Directions
Duplicate the lines of the listing below exactly, starting with the line that contains "--target red roof" and continuing through the line that contains "129L59 128L51 128L51", both ends included.

Input for this task
^^^^^^^^^^^^^^^^

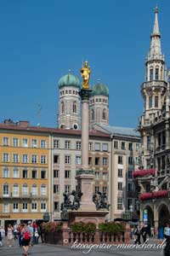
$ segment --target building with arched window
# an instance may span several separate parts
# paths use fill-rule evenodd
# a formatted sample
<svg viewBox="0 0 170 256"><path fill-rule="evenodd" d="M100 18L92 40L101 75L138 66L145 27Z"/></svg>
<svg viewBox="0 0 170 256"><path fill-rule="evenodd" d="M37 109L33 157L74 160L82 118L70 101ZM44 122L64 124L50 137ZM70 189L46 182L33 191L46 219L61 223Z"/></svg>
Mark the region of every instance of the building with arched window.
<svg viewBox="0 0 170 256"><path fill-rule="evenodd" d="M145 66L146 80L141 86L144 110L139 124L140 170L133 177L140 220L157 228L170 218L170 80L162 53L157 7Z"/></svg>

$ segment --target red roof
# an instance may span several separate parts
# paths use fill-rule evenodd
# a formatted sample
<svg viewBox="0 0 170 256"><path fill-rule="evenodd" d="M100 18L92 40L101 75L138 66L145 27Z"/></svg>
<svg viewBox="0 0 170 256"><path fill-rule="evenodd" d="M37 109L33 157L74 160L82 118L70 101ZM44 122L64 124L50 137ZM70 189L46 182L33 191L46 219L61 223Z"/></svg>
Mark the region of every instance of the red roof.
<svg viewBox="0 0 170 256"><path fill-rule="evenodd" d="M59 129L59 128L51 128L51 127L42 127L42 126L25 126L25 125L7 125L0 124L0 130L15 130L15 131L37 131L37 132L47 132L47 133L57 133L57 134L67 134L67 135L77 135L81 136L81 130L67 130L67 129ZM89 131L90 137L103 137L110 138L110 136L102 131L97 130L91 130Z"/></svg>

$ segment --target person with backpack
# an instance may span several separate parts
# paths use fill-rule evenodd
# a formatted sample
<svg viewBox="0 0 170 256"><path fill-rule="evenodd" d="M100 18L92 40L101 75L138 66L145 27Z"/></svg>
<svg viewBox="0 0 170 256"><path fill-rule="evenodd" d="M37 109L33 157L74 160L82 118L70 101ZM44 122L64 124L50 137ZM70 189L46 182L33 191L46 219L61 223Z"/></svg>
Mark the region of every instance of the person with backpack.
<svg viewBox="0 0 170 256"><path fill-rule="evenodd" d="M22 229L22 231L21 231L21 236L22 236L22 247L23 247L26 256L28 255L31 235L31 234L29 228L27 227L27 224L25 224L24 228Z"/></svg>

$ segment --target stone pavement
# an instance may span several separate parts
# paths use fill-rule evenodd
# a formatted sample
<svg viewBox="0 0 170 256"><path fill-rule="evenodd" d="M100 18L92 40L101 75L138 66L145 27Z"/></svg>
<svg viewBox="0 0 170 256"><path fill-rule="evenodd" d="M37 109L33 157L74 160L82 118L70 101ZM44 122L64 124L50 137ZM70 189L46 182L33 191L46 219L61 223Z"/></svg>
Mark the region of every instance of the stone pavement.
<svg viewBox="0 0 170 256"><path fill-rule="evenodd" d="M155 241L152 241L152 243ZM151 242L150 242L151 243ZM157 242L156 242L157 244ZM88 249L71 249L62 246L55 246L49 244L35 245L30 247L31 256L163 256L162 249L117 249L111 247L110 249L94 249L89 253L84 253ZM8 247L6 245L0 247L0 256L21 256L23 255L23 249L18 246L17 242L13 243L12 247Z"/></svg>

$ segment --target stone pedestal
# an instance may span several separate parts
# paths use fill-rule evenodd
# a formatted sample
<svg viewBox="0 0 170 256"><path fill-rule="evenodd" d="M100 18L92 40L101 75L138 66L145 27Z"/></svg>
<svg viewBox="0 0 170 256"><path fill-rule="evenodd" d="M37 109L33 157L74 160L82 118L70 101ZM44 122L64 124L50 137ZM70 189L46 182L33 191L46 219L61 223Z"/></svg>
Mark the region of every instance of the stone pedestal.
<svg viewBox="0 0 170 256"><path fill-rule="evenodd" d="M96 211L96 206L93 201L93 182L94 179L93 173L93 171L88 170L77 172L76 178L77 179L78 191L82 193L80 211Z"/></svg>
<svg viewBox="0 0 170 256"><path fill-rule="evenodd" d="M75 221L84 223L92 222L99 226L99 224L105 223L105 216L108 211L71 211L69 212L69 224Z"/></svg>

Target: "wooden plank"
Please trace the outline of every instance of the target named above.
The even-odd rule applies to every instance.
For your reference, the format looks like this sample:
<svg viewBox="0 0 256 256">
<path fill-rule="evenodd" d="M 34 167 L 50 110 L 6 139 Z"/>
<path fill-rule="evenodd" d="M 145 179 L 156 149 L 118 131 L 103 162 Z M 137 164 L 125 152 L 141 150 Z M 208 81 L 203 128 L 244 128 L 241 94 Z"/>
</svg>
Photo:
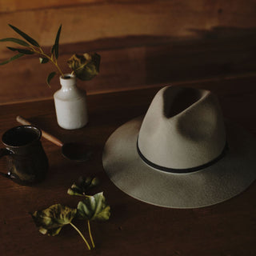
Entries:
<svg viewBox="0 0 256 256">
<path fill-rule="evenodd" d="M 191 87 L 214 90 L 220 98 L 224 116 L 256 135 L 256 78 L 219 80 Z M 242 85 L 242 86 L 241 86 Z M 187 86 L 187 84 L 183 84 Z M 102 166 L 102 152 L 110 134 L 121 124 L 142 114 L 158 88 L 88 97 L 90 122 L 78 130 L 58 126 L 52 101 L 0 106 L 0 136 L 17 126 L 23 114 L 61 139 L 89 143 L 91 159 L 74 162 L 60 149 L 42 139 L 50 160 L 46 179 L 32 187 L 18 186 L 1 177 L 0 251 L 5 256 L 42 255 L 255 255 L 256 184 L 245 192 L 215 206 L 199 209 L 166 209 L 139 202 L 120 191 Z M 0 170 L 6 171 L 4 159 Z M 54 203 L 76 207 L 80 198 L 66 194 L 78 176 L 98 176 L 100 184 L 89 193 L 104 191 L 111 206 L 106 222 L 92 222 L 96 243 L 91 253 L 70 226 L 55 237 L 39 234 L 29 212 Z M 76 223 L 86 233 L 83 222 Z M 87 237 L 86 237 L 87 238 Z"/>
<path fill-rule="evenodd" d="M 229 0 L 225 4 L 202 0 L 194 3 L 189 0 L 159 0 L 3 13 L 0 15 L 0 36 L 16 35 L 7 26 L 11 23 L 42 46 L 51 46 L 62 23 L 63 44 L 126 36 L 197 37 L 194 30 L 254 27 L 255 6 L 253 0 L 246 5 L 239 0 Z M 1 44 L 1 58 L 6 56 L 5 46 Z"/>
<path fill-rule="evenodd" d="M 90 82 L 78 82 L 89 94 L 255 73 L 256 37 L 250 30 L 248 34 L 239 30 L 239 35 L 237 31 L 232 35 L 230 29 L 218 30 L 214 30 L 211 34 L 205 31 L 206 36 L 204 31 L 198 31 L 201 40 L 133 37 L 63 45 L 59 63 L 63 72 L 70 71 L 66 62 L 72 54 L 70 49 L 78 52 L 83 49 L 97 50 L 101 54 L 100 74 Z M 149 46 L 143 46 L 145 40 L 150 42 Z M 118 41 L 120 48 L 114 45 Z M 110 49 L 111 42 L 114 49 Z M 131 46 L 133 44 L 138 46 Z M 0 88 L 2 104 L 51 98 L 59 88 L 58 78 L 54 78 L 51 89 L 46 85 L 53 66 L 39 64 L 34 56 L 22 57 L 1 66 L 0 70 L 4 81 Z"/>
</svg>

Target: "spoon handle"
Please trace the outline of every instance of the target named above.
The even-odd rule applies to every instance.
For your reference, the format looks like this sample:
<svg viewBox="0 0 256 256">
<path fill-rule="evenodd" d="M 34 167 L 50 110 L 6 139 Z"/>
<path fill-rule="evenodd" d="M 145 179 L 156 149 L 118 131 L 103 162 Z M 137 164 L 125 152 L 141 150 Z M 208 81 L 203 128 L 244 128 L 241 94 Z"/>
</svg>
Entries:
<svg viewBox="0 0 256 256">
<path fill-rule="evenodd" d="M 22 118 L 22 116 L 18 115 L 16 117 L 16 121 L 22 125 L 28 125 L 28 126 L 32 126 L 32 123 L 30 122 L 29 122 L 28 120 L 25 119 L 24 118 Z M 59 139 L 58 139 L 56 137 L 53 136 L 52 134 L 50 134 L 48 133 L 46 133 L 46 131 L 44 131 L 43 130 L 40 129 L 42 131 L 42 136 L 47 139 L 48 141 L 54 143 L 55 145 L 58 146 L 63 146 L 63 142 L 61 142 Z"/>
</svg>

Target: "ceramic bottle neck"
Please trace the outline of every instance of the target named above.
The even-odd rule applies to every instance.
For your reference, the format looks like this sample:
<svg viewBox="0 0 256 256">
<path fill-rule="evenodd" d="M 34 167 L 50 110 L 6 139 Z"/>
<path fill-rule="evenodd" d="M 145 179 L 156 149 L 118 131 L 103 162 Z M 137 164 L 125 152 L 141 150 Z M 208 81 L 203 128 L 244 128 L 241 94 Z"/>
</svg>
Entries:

^^^^^^^^^^^^^^^^

Finished exercise
$ segment --target red roof
# an instance may span several separate parts
# paths use fill-rule evenodd
# a formatted sample
<svg viewBox="0 0 170 256"><path fill-rule="evenodd" d="M100 18L92 40L101 75L138 66L145 27Z"/></svg>
<svg viewBox="0 0 170 256"><path fill-rule="evenodd" d="M37 109L33 157L74 160L82 118L70 101ZM44 122L64 124L50 137ZM70 189L46 182L33 191L46 219L61 223Z"/></svg>
Mark the region of every instance of the red roof.
<svg viewBox="0 0 170 256"><path fill-rule="evenodd" d="M59 129L59 128L51 128L51 127L42 127L42 126L25 126L25 125L7 125L0 124L0 130L15 130L15 131L37 131L37 132L47 132L47 133L57 133L57 134L67 134L67 135L77 135L81 136L81 130L67 130L67 129ZM89 131L90 137L103 137L110 138L110 136L102 131L97 130L91 130Z"/></svg>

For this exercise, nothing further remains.